(Items listed in a dataset)
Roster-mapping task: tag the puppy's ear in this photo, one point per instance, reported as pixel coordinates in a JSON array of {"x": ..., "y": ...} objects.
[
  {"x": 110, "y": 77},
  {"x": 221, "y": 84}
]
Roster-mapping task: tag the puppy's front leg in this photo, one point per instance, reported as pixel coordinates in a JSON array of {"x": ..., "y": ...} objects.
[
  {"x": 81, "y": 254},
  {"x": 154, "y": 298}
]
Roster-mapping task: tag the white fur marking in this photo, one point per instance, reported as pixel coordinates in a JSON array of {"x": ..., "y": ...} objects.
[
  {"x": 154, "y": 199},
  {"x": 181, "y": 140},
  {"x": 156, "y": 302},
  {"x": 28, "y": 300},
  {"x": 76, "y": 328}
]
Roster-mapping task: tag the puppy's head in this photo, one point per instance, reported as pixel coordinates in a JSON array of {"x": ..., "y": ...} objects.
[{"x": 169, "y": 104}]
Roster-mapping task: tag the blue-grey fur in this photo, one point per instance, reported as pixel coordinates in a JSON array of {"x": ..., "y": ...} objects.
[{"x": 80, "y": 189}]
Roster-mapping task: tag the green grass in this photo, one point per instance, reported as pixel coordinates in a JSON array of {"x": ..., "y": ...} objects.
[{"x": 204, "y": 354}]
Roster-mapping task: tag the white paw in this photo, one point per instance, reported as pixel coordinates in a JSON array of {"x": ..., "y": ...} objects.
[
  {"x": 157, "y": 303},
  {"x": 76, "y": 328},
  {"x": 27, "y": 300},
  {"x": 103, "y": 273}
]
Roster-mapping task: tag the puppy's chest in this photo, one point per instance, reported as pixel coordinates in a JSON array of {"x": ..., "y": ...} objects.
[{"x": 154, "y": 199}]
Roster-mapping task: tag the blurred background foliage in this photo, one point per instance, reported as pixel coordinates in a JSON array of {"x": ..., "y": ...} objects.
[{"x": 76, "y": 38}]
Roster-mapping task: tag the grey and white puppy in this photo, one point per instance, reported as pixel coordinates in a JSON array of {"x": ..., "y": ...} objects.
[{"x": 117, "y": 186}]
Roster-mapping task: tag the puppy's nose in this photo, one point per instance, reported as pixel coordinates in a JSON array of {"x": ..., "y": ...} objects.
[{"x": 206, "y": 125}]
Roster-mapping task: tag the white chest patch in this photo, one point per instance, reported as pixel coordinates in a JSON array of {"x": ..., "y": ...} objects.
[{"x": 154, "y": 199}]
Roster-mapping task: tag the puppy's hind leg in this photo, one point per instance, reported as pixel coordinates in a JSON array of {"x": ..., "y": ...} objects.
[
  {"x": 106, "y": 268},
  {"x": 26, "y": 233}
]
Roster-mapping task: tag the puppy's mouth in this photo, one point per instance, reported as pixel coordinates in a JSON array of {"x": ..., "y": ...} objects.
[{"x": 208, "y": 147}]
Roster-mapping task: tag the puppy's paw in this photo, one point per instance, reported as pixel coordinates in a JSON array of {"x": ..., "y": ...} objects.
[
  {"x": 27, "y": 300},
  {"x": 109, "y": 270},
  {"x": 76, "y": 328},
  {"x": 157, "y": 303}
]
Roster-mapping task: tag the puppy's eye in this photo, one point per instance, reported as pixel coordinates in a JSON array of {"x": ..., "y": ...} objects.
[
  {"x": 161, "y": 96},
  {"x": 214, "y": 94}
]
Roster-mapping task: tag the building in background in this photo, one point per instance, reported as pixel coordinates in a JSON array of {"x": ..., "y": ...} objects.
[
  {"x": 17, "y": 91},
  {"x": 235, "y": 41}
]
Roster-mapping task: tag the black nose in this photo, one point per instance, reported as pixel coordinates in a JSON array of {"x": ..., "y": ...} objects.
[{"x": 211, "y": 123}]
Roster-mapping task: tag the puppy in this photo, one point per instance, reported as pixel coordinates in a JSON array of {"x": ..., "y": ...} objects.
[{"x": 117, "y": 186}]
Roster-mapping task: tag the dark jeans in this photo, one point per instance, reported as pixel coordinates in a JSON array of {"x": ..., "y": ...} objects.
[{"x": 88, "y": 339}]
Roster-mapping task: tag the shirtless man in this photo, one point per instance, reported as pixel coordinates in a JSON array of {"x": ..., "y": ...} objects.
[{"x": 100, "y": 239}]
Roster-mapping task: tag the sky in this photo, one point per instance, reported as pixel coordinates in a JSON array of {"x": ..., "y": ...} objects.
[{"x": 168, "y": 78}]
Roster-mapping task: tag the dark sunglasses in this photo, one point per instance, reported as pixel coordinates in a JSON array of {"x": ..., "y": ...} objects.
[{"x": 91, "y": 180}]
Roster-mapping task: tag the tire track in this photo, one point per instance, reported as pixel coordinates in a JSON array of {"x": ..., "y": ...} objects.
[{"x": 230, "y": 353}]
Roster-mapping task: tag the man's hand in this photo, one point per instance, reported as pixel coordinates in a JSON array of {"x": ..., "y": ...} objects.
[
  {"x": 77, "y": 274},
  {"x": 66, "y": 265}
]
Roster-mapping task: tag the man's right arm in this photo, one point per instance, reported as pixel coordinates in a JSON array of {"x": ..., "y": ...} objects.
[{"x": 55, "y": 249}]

■ Aim
Reproduce the data, keeping every line exactly the same.

■ Task result
Roster-mapping task: tag the puppy's ear in this photo, one point per instance, reported as pixel coordinates in a JSON array of {"x": ..., "y": ...} objects.
[
  {"x": 110, "y": 77},
  {"x": 221, "y": 84}
]
Roster-mapping task: tag the puppy's front leg in this photo, one point per instance, reported as pixel coordinates in a JSON array of {"x": ..., "y": ...} objects.
[
  {"x": 81, "y": 254},
  {"x": 154, "y": 298}
]
Roster-mapping task: tag the white fur marking in this photo, one point per instance, reported as pixel coordinates in a JSON array of {"x": ..., "y": ...} objects.
[
  {"x": 154, "y": 199},
  {"x": 181, "y": 140},
  {"x": 156, "y": 302},
  {"x": 28, "y": 300},
  {"x": 76, "y": 328}
]
Roster-mapping task: tag the puppy's head in this photo, one point per instance, reported as pixel coordinates in a JSON array of {"x": ..., "y": ...} objects.
[{"x": 169, "y": 104}]
Roster-mapping task: tag the blue-grey fur in this photo, one point per instance, reported as pixel coordinates in a JSON array of {"x": ..., "y": ...} objects.
[{"x": 80, "y": 189}]
Roster-mapping task: tag the green grass in this photo, one point per instance, reported as pixel coordinates in a JSON array of {"x": ..., "y": ...} objects.
[{"x": 204, "y": 354}]
Roster-mapping task: tag the white paw in this photo, one point per instance, reported as pixel coordinates in a JSON array of {"x": ..., "y": ...} objects.
[
  {"x": 157, "y": 303},
  {"x": 76, "y": 328},
  {"x": 27, "y": 300},
  {"x": 103, "y": 273}
]
Roster-mapping task: tag the puppy's chest in this photo, one point per instance, reported as pixel coordinates in a JSON array of {"x": ..., "y": ...} objects.
[{"x": 154, "y": 199}]
Roster-mapping task: tag the blurred background foliage in this photo, one point per instance, reported as pixel coordinates in a JSON array of {"x": ..., "y": ...} objects.
[{"x": 76, "y": 38}]
Roster-mapping task: tag the grey and white puppy in this photo, one point per instance, reported as pixel coordinates in a JSON array of {"x": ..., "y": ...} objects.
[{"x": 117, "y": 186}]
Roster-mapping task: tag the puppy's nose in this photo, one point per instance, reported as pixel coordinates in a JSON array of {"x": ..., "y": ...} objects.
[{"x": 206, "y": 125}]
Roster-mapping task: tag the white chest patch in this photo, one point per instance, reported as pixel coordinates in a JSON array of {"x": ..., "y": ...} objects.
[{"x": 154, "y": 199}]
Roster-mapping task: tag the puppy's hind leg in this photo, one point per instance, reported as pixel coordinates in a JSON array of {"x": ..., "y": ...} objects.
[
  {"x": 106, "y": 268},
  {"x": 26, "y": 233}
]
Roster-mapping task: tag the puppy's mouth in this photo, one point per instance, reported as pixel coordinates in a JSON array of {"x": ..., "y": ...} objects.
[{"x": 208, "y": 147}]
Roster-mapping task: tag the puppy's paw in this photo, one point per instance, reported as pixel coordinates in a JSON array of {"x": ..., "y": ...} objects.
[
  {"x": 27, "y": 300},
  {"x": 109, "y": 270},
  {"x": 76, "y": 328},
  {"x": 157, "y": 303}
]
Roster-mapping task: tag the puppy's eye in this photo, one point per instance, reported as pixel coordinates in a JSON array of {"x": ..., "y": ...} objects.
[
  {"x": 161, "y": 96},
  {"x": 214, "y": 94}
]
Roster-mapping task: tag the building in background in this photo, one point per instance, reported as pixel coordinates in a JSON array of {"x": ..., "y": ...} objects.
[
  {"x": 17, "y": 91},
  {"x": 235, "y": 41}
]
Roster-mapping task: tag the black nose in this photo, one point per instance, reported as pixel coordinates in a JSON array of {"x": ..., "y": ...} objects.
[{"x": 211, "y": 123}]
Roster-mapping task: tag the puppy in this photo, one point per instance, reported as pixel coordinates in a JSON array of {"x": ..., "y": ...} objects.
[{"x": 117, "y": 186}]
Roster-mapping task: tag the dark jeans in this photo, one point per instance, reported as pixel coordinates in a JSON array of {"x": ..., "y": ...} objects.
[{"x": 88, "y": 339}]
Roster-mapping task: tag the shirtless man in this photo, one point per instance, reported as pixel coordinates in a JSON array of {"x": ..., "y": ...} objects.
[{"x": 100, "y": 239}]
Roster-mapping task: tag the sky in this photo, one point per instance, reported as pixel coordinates in a JSON array of {"x": ..., "y": ...} objects.
[{"x": 168, "y": 78}]
Roster-mapping task: tag the dark sunglasses in this photo, one point per instance, reported as pixel coordinates in a JSON array of {"x": ..., "y": ...} objects.
[{"x": 91, "y": 180}]
Roster-mapping task: tag the tire track in this photo, one point per instance, reported as pixel coordinates in a JSON array of {"x": ..., "y": ...} objects.
[{"x": 230, "y": 353}]
Roster-mapping task: tag the man's hand in this photo, one point per instance, reported as pixel coordinates in a JSON array of {"x": ..., "y": ...} objects.
[
  {"x": 77, "y": 274},
  {"x": 66, "y": 265}
]
Roster-mapping task: tag the man's right arm in this photo, one point per instance, reported as pixel coordinates in a JSON array of {"x": ..., "y": ...} objects.
[{"x": 55, "y": 249}]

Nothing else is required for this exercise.